Data to use =>
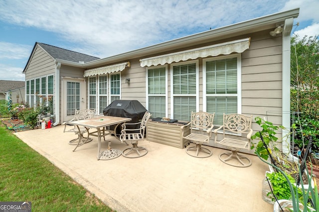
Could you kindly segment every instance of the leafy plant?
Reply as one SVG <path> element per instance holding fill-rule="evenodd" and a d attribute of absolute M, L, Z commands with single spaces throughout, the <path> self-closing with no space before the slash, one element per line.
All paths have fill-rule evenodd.
<path fill-rule="evenodd" d="M 19 113 L 19 118 L 22 119 L 26 124 L 34 127 L 37 122 L 37 116 L 39 113 L 38 109 L 33 108 L 25 108 Z"/>
<path fill-rule="evenodd" d="M 257 154 L 258 153 L 260 157 L 265 160 L 267 160 L 269 156 L 269 153 L 271 153 L 272 151 L 271 149 L 268 147 L 270 145 L 271 145 L 274 148 L 274 150 L 279 150 L 274 144 L 274 142 L 278 140 L 278 138 L 275 135 L 277 134 L 276 131 L 278 130 L 279 128 L 284 129 L 284 127 L 283 126 L 274 125 L 273 123 L 270 121 L 266 121 L 259 116 L 255 118 L 255 120 L 256 120 L 256 123 L 261 127 L 262 130 L 257 132 L 251 136 L 252 139 L 258 139 L 259 141 L 257 143 L 252 142 L 251 149 L 253 149 L 256 148 L 255 153 Z M 261 137 L 262 136 L 266 146 L 265 146 L 261 140 Z"/>
<path fill-rule="evenodd" d="M 293 188 L 295 192 L 297 191 L 296 186 L 294 185 L 296 183 L 295 179 L 290 175 L 286 173 L 289 181 L 293 185 Z M 274 172 L 267 173 L 266 177 L 272 186 L 273 192 L 277 200 L 290 200 L 291 199 L 291 194 L 289 184 L 285 176 L 280 172 Z M 302 195 L 301 191 L 299 189 L 299 194 Z M 267 196 L 272 196 L 272 193 L 269 192 Z M 275 199 L 273 196 L 272 197 L 272 201 L 274 201 Z"/>
<path fill-rule="evenodd" d="M 297 186 L 295 185 L 293 185 L 294 183 L 292 182 L 292 182 L 291 181 L 291 179 L 289 177 L 289 175 L 287 175 L 285 172 L 276 166 L 265 161 L 260 157 L 258 152 L 257 153 L 257 155 L 263 162 L 266 163 L 269 165 L 272 166 L 276 169 L 276 170 L 280 173 L 282 176 L 283 176 L 286 179 L 286 181 L 289 186 L 289 188 L 290 190 L 290 194 L 291 195 L 291 197 L 290 197 L 290 198 L 289 199 L 289 200 L 292 201 L 293 205 L 293 209 L 292 210 L 291 210 L 291 211 L 293 211 L 294 212 L 298 212 L 300 211 L 299 209 L 299 203 L 301 203 L 304 206 L 305 206 L 304 208 L 303 212 L 319 211 L 319 198 L 318 197 L 318 190 L 316 183 L 315 183 L 315 186 L 313 188 L 311 183 L 310 183 L 308 190 L 306 190 L 304 187 L 303 181 L 302 181 L 301 182 L 301 188 L 296 189 L 296 188 L 297 188 Z M 300 177 L 301 177 L 301 172 L 300 171 L 300 166 L 299 166 L 299 169 L 300 171 Z M 309 173 L 307 169 L 306 169 L 305 171 L 307 173 L 308 182 L 311 182 L 311 176 L 312 176 L 312 173 Z M 277 182 L 280 182 L 281 184 L 282 184 L 282 180 L 283 179 L 281 177 L 279 178 L 279 180 L 277 179 L 276 180 Z M 285 187 L 285 190 L 286 190 L 286 189 L 287 188 Z M 310 204 L 309 204 L 309 203 L 310 203 Z M 312 211 L 310 210 L 308 206 L 313 208 L 314 210 L 316 211 L 314 211 L 313 210 Z"/>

Directive =>
Could you copy out all of the material above character for character, leaving out the pictures?

Solution =>
Could you kindly segment every instance of the leafy plant?
Reply as one SVG <path> element per instance holding fill-rule="evenodd" and a d attribute of absolute M, L, Z commands with single spaces throughout, the <path> self-closing with no space before the slash, one element per line.
All paths have fill-rule evenodd.
<path fill-rule="evenodd" d="M 19 113 L 19 118 L 22 119 L 26 124 L 34 127 L 37 122 L 37 116 L 39 113 L 38 109 L 33 108 L 25 108 Z"/>
<path fill-rule="evenodd" d="M 257 154 L 258 153 L 260 157 L 265 160 L 267 160 L 269 156 L 269 153 L 271 153 L 272 151 L 271 149 L 268 147 L 270 145 L 271 145 L 274 148 L 274 150 L 279 150 L 274 144 L 274 142 L 278 140 L 278 138 L 275 135 L 277 134 L 276 131 L 278 130 L 279 128 L 284 129 L 284 127 L 283 126 L 274 125 L 273 123 L 270 121 L 266 121 L 259 116 L 255 118 L 255 120 L 256 120 L 256 123 L 261 127 L 262 130 L 257 132 L 251 136 L 252 139 L 258 139 L 259 141 L 257 143 L 252 142 L 251 149 L 253 149 L 256 148 L 255 153 Z M 261 137 L 262 136 L 266 146 L 265 146 L 261 140 Z"/>
<path fill-rule="evenodd" d="M 293 188 L 295 192 L 297 191 L 296 186 L 294 185 L 296 183 L 295 179 L 290 175 L 286 173 L 289 181 L 293 185 Z M 274 172 L 267 173 L 266 177 L 272 186 L 273 192 L 277 200 L 290 200 L 291 199 L 291 194 L 289 184 L 285 176 L 280 172 Z M 302 195 L 301 191 L 299 189 L 299 194 Z M 267 196 L 272 196 L 272 193 L 269 192 Z M 275 199 L 273 196 L 272 197 L 272 201 L 274 201 Z"/>
<path fill-rule="evenodd" d="M 297 186 L 295 185 L 293 185 L 294 183 L 292 182 L 292 182 L 291 181 L 291 179 L 289 177 L 289 175 L 287 175 L 285 172 L 276 166 L 265 161 L 260 157 L 258 152 L 257 153 L 257 155 L 263 162 L 266 163 L 269 165 L 272 166 L 276 169 L 276 170 L 280 173 L 282 176 L 283 176 L 286 179 L 286 181 L 289 186 L 289 188 L 290 190 L 290 194 L 291 195 L 291 197 L 290 197 L 290 198 L 289 199 L 289 200 L 292 201 L 293 205 L 293 209 L 292 210 L 291 210 L 291 211 L 293 211 L 294 212 L 298 212 L 300 211 L 299 209 L 299 203 L 301 203 L 304 206 L 305 206 L 304 208 L 303 212 L 319 211 L 319 198 L 318 197 L 318 190 L 316 183 L 315 183 L 315 186 L 313 188 L 311 183 L 310 183 L 308 190 L 306 190 L 304 187 L 303 181 L 302 181 L 301 182 L 301 188 L 296 189 L 296 188 L 297 188 Z M 300 177 L 301 177 L 301 172 L 300 171 L 300 166 L 299 166 L 299 169 L 300 171 Z M 309 173 L 307 169 L 306 169 L 305 171 L 307 173 L 308 182 L 311 182 L 311 176 L 312 176 L 312 173 Z M 277 182 L 280 182 L 281 184 L 282 184 L 282 180 L 283 179 L 281 177 L 279 178 L 279 180 L 277 179 L 276 180 Z M 285 187 L 285 190 L 286 190 L 286 189 L 287 188 Z M 310 204 L 309 204 L 309 203 L 310 203 Z M 312 211 L 310 210 L 308 206 L 313 208 L 314 210 L 316 211 L 314 211 L 313 210 Z"/>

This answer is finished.